__SELECTED TEXT__:
50 State Summary of Breastfeeding Laws
Updated November 2006
Health professionals and public health officials promote breastfeeding to improve infant health. Both mothers and children benefit from breast milk. Breastfeeding helps prevent diarrhea and infections in infants. It also provides long-term preventive effects for the mother, including an earlier return to pre-pregnancy weight, reduced risk of pre-menopausal breast cancer and osteoporosis. According to the New York Times, about 70 percent of mothers start breastfeeding immediately after birth, but less than 20 percent of those moms are breastfeeding exclusively six months later. Healthy People 2010 objectives for the nation include increasing the proportion of mothers who breastfeed their babies in the early postpartum period to 75 percent. Nearly all states (46) have enacted legislation related to breastfeeding.
36 states have laws with language specifically allowing women to breastfeed in any public or private location (Alabama, Alaska, Arizona, California, Colorado, Connecticut, Delaware, Florida, Georgia, Hawaii, Illinois, Indiana, Iowa, Kansas, Kentucky, Louisiana, Maine, Maryland, Minnesota, Mississippi, Missouri, Montana, Nevada, New Hampshire, New Jersey, New Mexico, New York, North Carolina, Ohio, Oklahoma, Oregon, South Carolina, Utah, Tennessee, Texas, and Vermont).

__REQUIRED TASKS__:
[A] Answer these questions using the breastfeeding law summary:
(i) In what month and year was the summary updated?
(ii) According to the New York Times, about what percentage of mothers start breastfeeding immediately after birth?
(iii) How many states have laws specifically allowing women to breastfeed in any public or private location?
[B] Extract the passage of the breastfeeding law summary between "50 State Summary" and "related to breastfeeding.", inclusive, with no changes.
[C] List every state beginning with the letter M that the breastfeeding law summary names among those allowing women to breastfeed in any public or private location.
The rows that follow have no connection to the breastfeeding law summary.

__DATA PROVIDED__:

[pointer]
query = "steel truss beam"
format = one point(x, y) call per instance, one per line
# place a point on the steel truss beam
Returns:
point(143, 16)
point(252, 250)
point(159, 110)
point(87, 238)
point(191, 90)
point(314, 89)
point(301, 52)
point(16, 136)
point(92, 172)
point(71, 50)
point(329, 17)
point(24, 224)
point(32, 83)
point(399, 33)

__ANSWERS BY ITEM__:
[A]
(i) November 2006
(ii) About 70 percent
(iii) 36

[B]
50 State Summary of Breastfeeding Laws
Updated November 2006
Health professionals and public health officials promote breastfeeding to improve infant health. Both mothers and children benefit from breast milk. Breastfeeding helps prevent diarrhea and infections in infants. It also provides long-term preventive effects for the mother, including an earlier return to pre-pregnancy weight, reduced risk of pre-menopausal breast cancer and osteoporosis. According to the New York Times, about 70 percent of mothers start breastfeeding immediately after birth, but less than 20 percent of those moms are breastfeeding exclusively six months later. Healthy People 2010 objectives for the nation include increasing the proportion of mothers who breastfeed their babies in the early postpartum period to 75 percent. Nearly all states (46) have enacted legislation related to breastfeeding.

[C] Maine, Maryland, Minnesota, Mississippi, Missouri, Montana